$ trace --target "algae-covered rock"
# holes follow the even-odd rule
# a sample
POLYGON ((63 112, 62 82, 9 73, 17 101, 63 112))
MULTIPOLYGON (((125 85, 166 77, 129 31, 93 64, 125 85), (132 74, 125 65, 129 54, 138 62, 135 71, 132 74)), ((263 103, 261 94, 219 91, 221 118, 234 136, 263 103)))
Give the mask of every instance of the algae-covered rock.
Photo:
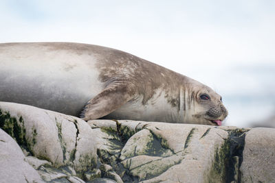
POLYGON ((242 182, 275 182, 275 128, 254 128, 245 136, 242 182))
POLYGON ((0 127, 5 182, 275 182, 274 129, 86 122, 7 102, 0 127))
POLYGON ((12 138, 0 129, 1 182, 43 182, 12 138))

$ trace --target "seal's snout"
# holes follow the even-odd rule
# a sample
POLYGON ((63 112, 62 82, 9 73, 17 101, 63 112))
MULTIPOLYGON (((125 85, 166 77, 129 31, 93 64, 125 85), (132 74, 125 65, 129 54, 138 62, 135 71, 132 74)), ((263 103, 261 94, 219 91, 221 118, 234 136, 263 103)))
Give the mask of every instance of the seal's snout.
POLYGON ((206 112, 207 119, 218 126, 221 125, 221 121, 228 116, 228 111, 223 104, 212 108, 206 112))
POLYGON ((224 110, 220 108, 212 108, 207 112, 206 114, 209 117, 217 119, 221 117, 224 112, 224 110))

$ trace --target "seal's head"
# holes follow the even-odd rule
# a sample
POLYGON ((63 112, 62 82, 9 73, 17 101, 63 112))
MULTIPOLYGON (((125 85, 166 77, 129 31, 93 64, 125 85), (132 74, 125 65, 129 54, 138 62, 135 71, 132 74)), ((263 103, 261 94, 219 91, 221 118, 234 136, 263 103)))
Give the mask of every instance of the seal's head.
POLYGON ((188 92, 190 99, 190 102, 188 103, 190 111, 186 111, 188 121, 195 119, 199 124, 221 125, 221 122, 228 114, 221 97, 200 83, 192 86, 190 87, 188 92))

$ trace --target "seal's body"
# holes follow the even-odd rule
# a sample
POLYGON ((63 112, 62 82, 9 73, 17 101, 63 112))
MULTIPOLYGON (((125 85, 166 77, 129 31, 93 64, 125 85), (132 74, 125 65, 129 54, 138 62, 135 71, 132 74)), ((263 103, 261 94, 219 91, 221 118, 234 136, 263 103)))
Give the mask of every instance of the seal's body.
POLYGON ((68 42, 0 44, 0 101, 85 120, 221 125, 228 114, 219 95, 186 76, 121 51, 68 42))

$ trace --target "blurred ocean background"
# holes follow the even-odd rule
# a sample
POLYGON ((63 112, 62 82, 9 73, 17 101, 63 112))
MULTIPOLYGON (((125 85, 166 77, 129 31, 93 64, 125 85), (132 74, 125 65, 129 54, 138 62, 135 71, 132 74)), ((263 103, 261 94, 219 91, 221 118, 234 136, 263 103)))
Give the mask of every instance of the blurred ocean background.
MULTIPOLYGON (((0 1, 0 42, 120 49, 223 96, 226 125, 275 115, 275 1, 0 1)), ((275 121, 274 121, 275 123, 275 121)))

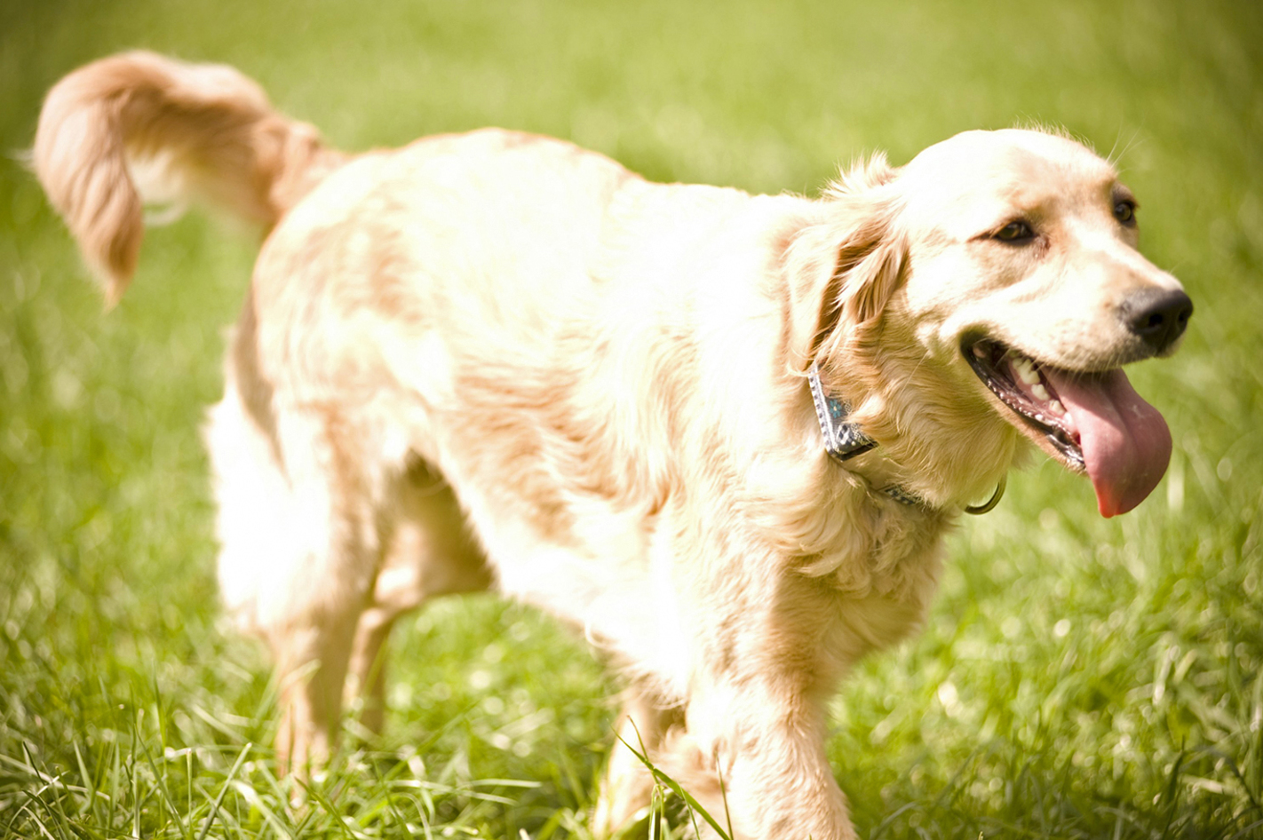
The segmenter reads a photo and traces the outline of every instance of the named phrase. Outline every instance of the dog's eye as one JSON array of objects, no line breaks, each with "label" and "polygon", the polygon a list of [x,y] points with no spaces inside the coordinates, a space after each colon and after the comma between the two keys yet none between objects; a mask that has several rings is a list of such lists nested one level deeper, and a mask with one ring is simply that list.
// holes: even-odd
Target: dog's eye
[{"label": "dog's eye", "polygon": [[1034,231],[1031,230],[1031,225],[1024,221],[1015,220],[995,231],[995,239],[1003,243],[1019,244],[1034,239]]}]

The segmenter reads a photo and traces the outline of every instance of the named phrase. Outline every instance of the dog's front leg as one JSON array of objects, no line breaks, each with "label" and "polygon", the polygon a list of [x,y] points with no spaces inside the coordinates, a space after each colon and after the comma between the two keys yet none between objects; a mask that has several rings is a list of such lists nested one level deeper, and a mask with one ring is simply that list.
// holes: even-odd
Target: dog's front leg
[{"label": "dog's front leg", "polygon": [[686,726],[661,764],[734,840],[854,840],[820,701],[775,675],[726,678],[693,693]]}]

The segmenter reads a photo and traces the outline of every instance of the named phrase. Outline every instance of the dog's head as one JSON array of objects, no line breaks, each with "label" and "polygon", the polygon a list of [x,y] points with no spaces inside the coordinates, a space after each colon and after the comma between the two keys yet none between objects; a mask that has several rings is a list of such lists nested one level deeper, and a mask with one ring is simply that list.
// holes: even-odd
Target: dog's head
[{"label": "dog's head", "polygon": [[1137,202],[1108,162],[1053,134],[969,131],[831,197],[868,221],[839,231],[818,351],[898,346],[918,390],[985,405],[980,427],[1086,472],[1106,517],[1153,490],[1171,435],[1122,366],[1171,354],[1192,303],[1137,250]]}]

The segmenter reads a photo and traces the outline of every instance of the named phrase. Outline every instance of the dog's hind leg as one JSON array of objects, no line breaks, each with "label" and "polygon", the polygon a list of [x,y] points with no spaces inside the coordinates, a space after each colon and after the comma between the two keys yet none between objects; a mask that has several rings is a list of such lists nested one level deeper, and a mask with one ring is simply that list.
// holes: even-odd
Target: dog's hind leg
[{"label": "dog's hind leg", "polygon": [[230,365],[206,429],[220,589],[237,625],[272,648],[278,765],[306,774],[327,760],[337,731],[352,640],[380,560],[384,481],[373,474],[368,438],[345,418],[266,405],[248,403]]},{"label": "dog's hind leg", "polygon": [[385,711],[385,643],[395,620],[437,595],[486,589],[491,573],[464,525],[451,489],[416,462],[398,481],[389,548],[360,616],[346,685],[347,705],[359,705],[360,725],[381,730]]}]

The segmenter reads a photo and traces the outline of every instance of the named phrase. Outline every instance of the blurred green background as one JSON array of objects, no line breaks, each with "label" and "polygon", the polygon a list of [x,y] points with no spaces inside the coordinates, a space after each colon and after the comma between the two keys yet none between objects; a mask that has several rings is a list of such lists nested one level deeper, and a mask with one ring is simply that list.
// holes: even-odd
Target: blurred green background
[{"label": "blurred green background", "polygon": [[[133,47],[234,64],[345,149],[495,124],[750,191],[1066,126],[1196,302],[1132,373],[1170,474],[1113,520],[1052,464],[1014,476],[954,534],[926,632],[842,686],[830,754],[864,837],[1226,840],[1263,836],[1260,44],[1245,0],[0,0],[0,148]],[[386,734],[287,808],[266,662],[218,624],[198,441],[256,244],[150,231],[106,315],[0,160],[0,836],[587,836],[616,686],[491,597],[404,621]]]}]

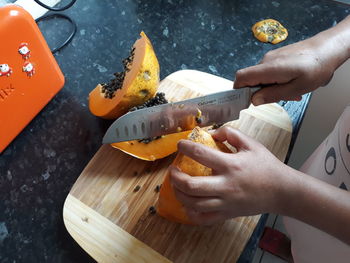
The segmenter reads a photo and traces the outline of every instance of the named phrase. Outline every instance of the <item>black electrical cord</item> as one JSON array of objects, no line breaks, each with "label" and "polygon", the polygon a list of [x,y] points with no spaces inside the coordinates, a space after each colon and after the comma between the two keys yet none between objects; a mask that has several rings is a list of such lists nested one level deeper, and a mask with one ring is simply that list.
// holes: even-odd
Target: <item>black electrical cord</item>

*Task directions:* Please reproduce all the data above line for line, leaving out the pictures.

*Result of this task:*
$ trace --target "algae-covered rock"
# holes follow the even-odd rule
# a sample
POLYGON ((63 112, 62 82, 9 73, 17 101, 63 112))
MULTIPOLYGON (((125 85, 166 77, 129 31, 93 64, 125 85), (132 74, 125 65, 129 54, 138 62, 135 71, 132 74)), ((263 103, 261 94, 219 91, 221 118, 234 136, 263 103)))
Give the mask of every instance of the algae-covered rock.
Photo:
POLYGON ((242 182, 275 182, 275 128, 254 128, 245 136, 242 182))
POLYGON ((0 127, 5 182, 275 182, 274 129, 86 122, 7 102, 0 127))
POLYGON ((12 138, 0 129, 1 182, 43 182, 12 138))

$ trace --target "seal's snout"
# holes follow the even-odd rule
# a sample
POLYGON ((63 112, 62 82, 9 73, 17 101, 63 112))
MULTIPOLYGON (((125 85, 166 77, 129 31, 93 64, 125 85), (132 74, 125 65, 129 54, 138 62, 135 71, 132 74)), ((263 103, 261 94, 219 91, 221 118, 234 136, 263 103)))
Give the mask of every instance of the seal's snout.
POLYGON ((206 112, 207 119, 218 126, 221 125, 221 121, 228 116, 228 111, 223 104, 212 108, 206 112))
POLYGON ((224 110, 220 108, 212 108, 207 112, 206 114, 209 117, 217 119, 221 117, 224 112, 224 110))

$ trace --target "seal's head"
# holes follow the even-odd rule
# a sample
POLYGON ((63 112, 62 82, 9 73, 17 101, 63 112))
MULTIPOLYGON (((125 85, 166 77, 129 31, 93 64, 125 85), (132 74, 125 65, 129 54, 138 62, 135 71, 132 74)), ((263 103, 261 94, 219 91, 221 118, 234 136, 263 103)))
Give the mask of every instance of the seal's head.
POLYGON ((188 92, 190 99, 190 102, 188 103, 190 111, 186 111, 188 121, 195 119, 199 124, 221 125, 221 122, 228 114, 221 97, 200 83, 192 86, 190 87, 188 92))

$ trace --target "seal's body"
# holes follow the even-odd rule
# a sample
POLYGON ((63 112, 62 82, 9 73, 17 101, 63 112))
MULTIPOLYGON (((125 85, 166 77, 129 31, 93 64, 125 85), (132 74, 125 65, 129 54, 138 62, 135 71, 132 74)), ((263 103, 261 94, 219 91, 221 118, 234 136, 263 103)))
Give the mask of every instance of the seal's body.
POLYGON ((68 42, 0 44, 0 101, 85 120, 221 125, 228 114, 219 95, 186 76, 121 51, 68 42))

$ trace --target "blurred ocean background"
# holes follow the even-odd rule
# a sample
POLYGON ((63 112, 62 82, 9 73, 17 101, 63 112))
MULTIPOLYGON (((125 85, 166 77, 129 31, 93 64, 125 85), (132 74, 125 65, 129 54, 138 62, 135 71, 132 74)), ((263 103, 261 94, 219 91, 221 118, 234 136, 263 103)))
Give the mask of every instance of the blurred ocean background.
MULTIPOLYGON (((0 1, 0 42, 120 49, 223 96, 226 125, 275 115, 275 1, 0 1)), ((275 121, 274 121, 275 123, 275 121)))

The segmenter reads a photo and traces the outline of every instance of the named phrase. Outline every instance of the dog's eye as one JSON array of objects, no line breaks, each with "label" and "polygon", the polygon a list of [x,y] points with no spaces inside the coordinates, a space after each colon and after the comma between the two keys yet none between objects; a mask that has several rings is a list of such lists nested one level deeper, and a mask with one ring is simply that list.
// holes: even-odd
Target: dog's eye
[{"label": "dog's eye", "polygon": [[1034,231],[1031,230],[1031,225],[1024,221],[1015,220],[995,231],[995,239],[1003,243],[1019,244],[1034,239]]}]

The segmenter reads a photo and traces the outline of every instance of the named phrase. Outline every instance of the dog's front leg as one JSON array of objects, no line breaks, each with "label" and "polygon", the polygon a list of [x,y] points with no spaces inside the coordinates, a space after each colon and after the comma between the two keys yet none between objects; a mask that has several rings is a list of such lists nested one level deeper, and a mask with one ring is simply that list.
// holes: even-odd
Target: dog's front leg
[{"label": "dog's front leg", "polygon": [[686,726],[661,764],[734,840],[854,840],[820,701],[775,675],[726,678],[693,693]]}]

The segmenter reads a photo and traces the outline of every instance of the named phrase. Outline every instance of the dog's head as one JSON array of objects, no line breaks, each with "label" and "polygon", the polygon a list of [x,y] points with no spaces inside the coordinates, a space after each colon and after the comma between the two keys yet none between objects; a mask that has several rings is a list of such lists nested one level deeper, and a mask with one ring is simply that list.
// holes: even-odd
Target: dog's head
[{"label": "dog's head", "polygon": [[1137,202],[1108,162],[1053,134],[969,131],[831,197],[868,221],[839,231],[818,351],[898,346],[918,390],[985,405],[980,427],[1086,472],[1106,517],[1153,490],[1171,435],[1122,366],[1171,354],[1192,303],[1137,250]]}]

The segmenter reads a photo and traces the outline of every instance of the named phrase. Outline every instance of the dog's hind leg as one JSON array of objects, no line breaks, each with "label" and "polygon", the polygon a list of [x,y] points with no spaces inside the coordinates, a space after each colon and after the comma between the two keys yet none between objects; a mask that has several rings is a list of such lists nested one level deeper, and a mask with one ring is simply that list.
// holes: even-odd
Target: dog's hind leg
[{"label": "dog's hind leg", "polygon": [[230,365],[206,429],[220,589],[237,625],[272,648],[278,765],[306,774],[327,760],[337,731],[352,640],[380,560],[384,481],[373,474],[368,438],[345,418],[266,405],[248,403]]},{"label": "dog's hind leg", "polygon": [[385,711],[385,643],[395,620],[437,595],[486,589],[491,573],[464,525],[451,489],[416,462],[398,481],[389,548],[360,616],[346,685],[347,705],[359,705],[360,725],[381,730]]}]

The segmenter reads a photo and traces the outline of every instance of the named phrase. Outline every instance of the blurred green background as one JSON array of objects, no line breaks, each with "label" and "polygon", the polygon a list of [x,y] points with no spaces inside the coordinates, a space after each colon and after the comma between the two keys yet none between objects; a mask that has several rings is a list of such lists nested one level deeper, and a mask with one ring is simply that list.
// holes: even-odd
Target: blurred green background
[{"label": "blurred green background", "polygon": [[[133,47],[234,64],[345,149],[495,124],[750,191],[1066,126],[1196,302],[1132,373],[1170,474],[1113,520],[1052,464],[1014,476],[954,534],[926,632],[842,686],[830,754],[864,837],[1226,840],[1263,836],[1260,44],[1245,0],[0,0],[0,148]],[[386,734],[287,808],[266,662],[218,624],[198,441],[256,244],[150,231],[106,315],[0,160],[0,836],[587,836],[616,686],[491,597],[404,621]]]}]

The segmenter reads a photo and traces the outline of every instance of the named phrase. Outline every instance of the <item>black electrical cord</item> as one JSON array of objects, no line breaks, each with "label" and "polygon", the polygon a list of [x,y] points with no spaces inside the coordinates, a space after each colon and after the comma between the two keys yet none between objects; a mask that has several rings is a list of such lists nested one level deeper, and a mask with one ring is simply that list.
// holes: even-odd
Target: <item>black electrical cord</item>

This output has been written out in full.